## Exercise requirements
Pull out each line of the data below that contains the word "photo". Treat uppercase and lowercase as different.

## Source data

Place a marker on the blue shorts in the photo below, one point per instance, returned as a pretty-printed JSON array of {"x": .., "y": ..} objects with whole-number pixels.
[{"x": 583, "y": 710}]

...

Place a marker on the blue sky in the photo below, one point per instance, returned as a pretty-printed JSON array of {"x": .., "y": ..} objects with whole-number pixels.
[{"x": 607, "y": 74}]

--

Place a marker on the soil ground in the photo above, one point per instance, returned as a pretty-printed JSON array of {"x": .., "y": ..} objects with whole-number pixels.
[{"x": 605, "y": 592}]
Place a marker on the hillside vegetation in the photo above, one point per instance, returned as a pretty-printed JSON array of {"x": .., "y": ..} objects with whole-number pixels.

## Exercise result
Place a marker on the blue shorts in the photo below, one point per instance, returned as a pretty-printed JSON array of {"x": .., "y": ..} objects with whole-number pixels.
Place a marker on the blue sky in the photo below, one point per instance, returned as a pretty-printed JSON array of {"x": .., "y": ..} objects with whole-number pixels.
Place a marker on the soil ground in the photo above, one point per instance, returned as a pretty-printed JSON array of {"x": .., "y": ..} objects with whole-number pixels.
Place a marker on the hillside vegetation in the photo above, one point per instance, returned as a pretty-printed JSON array of {"x": .., "y": ..} objects with whole-number pixels.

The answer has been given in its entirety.